* STORED DATA
########################################

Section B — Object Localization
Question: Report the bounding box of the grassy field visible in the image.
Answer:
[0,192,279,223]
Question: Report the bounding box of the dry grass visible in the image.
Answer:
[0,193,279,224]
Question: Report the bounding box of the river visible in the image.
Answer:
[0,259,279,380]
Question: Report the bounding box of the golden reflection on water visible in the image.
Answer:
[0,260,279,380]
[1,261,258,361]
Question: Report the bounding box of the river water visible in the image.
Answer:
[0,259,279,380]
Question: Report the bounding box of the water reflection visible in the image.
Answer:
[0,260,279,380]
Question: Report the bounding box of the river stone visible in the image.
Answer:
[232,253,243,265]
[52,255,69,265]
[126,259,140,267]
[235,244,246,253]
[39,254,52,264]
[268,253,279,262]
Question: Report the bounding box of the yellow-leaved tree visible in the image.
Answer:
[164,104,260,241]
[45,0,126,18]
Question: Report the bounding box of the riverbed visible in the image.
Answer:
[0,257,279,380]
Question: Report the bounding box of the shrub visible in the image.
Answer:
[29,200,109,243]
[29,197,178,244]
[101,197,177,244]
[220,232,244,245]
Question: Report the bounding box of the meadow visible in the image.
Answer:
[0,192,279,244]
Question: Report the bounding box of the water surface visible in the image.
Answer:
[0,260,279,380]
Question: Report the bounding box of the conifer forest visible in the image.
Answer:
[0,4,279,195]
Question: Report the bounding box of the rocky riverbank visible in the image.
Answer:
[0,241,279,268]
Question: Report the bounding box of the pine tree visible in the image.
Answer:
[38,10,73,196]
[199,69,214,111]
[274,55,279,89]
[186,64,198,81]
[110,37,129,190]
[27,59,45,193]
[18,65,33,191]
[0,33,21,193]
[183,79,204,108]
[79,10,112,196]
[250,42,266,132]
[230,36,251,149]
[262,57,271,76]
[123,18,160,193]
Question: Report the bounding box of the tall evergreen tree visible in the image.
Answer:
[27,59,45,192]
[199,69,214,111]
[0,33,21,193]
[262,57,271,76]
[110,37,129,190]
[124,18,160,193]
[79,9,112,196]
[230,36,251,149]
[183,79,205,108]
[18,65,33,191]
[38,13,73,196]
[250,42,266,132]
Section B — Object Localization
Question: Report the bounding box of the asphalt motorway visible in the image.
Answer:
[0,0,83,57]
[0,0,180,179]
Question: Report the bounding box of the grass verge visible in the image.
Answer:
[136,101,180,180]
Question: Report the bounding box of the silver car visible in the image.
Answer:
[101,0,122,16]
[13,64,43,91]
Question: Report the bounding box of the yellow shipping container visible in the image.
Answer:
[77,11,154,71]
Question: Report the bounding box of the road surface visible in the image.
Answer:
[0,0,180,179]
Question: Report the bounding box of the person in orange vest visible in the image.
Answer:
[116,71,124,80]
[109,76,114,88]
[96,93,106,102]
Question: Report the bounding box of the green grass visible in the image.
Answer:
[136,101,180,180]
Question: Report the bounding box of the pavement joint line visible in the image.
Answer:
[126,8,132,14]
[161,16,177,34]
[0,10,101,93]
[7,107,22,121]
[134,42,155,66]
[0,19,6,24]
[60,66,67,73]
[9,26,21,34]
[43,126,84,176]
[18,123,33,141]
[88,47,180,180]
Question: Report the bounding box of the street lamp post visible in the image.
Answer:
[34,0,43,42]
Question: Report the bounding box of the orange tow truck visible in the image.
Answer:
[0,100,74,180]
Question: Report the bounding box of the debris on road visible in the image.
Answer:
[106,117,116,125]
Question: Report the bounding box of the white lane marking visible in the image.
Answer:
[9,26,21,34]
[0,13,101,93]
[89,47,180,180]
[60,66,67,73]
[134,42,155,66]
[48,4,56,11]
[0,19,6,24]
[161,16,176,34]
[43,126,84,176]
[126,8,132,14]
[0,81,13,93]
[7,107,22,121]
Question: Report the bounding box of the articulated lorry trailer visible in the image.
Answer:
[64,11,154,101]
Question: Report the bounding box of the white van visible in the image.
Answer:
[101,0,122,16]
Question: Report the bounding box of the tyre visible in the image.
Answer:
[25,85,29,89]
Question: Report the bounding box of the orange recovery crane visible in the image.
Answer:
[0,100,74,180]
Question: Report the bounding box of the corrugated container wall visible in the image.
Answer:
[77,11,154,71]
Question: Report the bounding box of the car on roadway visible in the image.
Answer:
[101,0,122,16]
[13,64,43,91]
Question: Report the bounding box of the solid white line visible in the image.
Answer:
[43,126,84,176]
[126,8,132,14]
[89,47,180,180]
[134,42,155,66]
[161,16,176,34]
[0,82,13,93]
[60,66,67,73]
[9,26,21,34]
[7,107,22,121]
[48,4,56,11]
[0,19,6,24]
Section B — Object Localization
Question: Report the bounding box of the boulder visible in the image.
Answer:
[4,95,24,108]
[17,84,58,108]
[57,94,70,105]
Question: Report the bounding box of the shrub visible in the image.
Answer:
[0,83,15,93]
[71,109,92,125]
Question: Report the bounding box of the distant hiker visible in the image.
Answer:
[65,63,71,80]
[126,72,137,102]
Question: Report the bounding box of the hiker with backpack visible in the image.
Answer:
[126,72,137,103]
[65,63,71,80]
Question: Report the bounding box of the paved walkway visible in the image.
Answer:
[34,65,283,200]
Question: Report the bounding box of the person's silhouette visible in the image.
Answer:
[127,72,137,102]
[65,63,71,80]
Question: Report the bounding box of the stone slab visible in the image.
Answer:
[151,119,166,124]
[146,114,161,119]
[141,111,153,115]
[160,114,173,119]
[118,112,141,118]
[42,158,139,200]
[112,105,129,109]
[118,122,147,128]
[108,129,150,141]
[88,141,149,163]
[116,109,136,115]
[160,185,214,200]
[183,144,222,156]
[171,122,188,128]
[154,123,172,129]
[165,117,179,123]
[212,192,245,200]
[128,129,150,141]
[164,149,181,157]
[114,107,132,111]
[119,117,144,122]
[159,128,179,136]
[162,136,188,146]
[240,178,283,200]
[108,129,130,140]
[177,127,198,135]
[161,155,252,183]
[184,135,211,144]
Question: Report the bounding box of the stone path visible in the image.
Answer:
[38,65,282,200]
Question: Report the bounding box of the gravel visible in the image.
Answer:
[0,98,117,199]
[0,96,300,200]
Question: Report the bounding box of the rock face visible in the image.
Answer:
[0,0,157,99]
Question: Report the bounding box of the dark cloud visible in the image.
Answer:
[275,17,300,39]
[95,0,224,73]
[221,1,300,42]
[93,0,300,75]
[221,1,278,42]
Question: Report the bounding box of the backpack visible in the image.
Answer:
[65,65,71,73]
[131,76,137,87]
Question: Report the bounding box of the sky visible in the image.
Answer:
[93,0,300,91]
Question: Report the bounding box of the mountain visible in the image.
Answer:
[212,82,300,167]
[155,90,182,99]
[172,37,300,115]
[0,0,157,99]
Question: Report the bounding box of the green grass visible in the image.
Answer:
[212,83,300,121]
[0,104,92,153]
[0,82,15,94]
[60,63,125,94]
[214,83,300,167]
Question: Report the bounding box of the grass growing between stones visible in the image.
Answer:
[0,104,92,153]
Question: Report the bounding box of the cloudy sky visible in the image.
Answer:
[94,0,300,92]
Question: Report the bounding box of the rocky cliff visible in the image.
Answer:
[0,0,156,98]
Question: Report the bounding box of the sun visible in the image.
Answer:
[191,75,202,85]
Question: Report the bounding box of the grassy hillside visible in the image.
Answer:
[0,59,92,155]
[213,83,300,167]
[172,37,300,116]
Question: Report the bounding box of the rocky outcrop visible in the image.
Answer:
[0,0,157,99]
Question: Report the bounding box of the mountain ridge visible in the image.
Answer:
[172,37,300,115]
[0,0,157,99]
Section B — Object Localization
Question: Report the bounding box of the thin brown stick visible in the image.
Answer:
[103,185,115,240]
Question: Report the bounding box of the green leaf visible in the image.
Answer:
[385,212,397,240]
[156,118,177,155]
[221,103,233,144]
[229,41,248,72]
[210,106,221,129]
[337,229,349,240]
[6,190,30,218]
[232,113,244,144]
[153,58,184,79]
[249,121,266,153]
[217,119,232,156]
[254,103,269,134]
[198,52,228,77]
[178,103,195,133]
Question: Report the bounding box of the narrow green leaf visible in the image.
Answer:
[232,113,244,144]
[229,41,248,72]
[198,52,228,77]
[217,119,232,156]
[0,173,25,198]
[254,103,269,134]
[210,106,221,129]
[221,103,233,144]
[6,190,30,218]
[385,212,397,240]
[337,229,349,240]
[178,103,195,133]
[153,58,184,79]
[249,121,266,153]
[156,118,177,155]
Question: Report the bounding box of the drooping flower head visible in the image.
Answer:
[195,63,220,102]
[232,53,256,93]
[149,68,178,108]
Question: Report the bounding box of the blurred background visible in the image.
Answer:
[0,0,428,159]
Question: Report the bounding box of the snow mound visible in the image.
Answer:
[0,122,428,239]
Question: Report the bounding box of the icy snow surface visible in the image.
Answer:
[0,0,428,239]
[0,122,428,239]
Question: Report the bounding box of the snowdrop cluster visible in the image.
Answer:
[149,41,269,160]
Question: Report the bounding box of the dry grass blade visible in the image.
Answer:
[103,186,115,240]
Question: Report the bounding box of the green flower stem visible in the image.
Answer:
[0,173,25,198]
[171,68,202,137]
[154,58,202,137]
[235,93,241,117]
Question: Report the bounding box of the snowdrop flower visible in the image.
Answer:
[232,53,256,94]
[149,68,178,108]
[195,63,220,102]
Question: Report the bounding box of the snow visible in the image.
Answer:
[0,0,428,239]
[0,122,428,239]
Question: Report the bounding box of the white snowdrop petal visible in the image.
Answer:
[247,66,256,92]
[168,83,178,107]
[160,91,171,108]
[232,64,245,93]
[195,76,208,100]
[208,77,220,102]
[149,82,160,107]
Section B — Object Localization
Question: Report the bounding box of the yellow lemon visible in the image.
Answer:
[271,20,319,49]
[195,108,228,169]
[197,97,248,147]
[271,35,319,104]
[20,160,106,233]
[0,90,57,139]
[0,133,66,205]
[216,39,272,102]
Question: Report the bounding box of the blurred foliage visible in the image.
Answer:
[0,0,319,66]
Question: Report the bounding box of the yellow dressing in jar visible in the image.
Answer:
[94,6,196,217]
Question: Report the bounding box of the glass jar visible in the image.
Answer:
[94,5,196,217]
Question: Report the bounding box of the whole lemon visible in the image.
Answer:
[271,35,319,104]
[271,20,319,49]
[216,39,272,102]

########################################

* OBJECTIVE
Return each line from the rows above that contains the word "hiker".

* ANSWER TO THE TASK
Question: Report the bounding box of the distant hiker visible in the image.
Question: Report the bounding box of the hiker with backpack visible in the image.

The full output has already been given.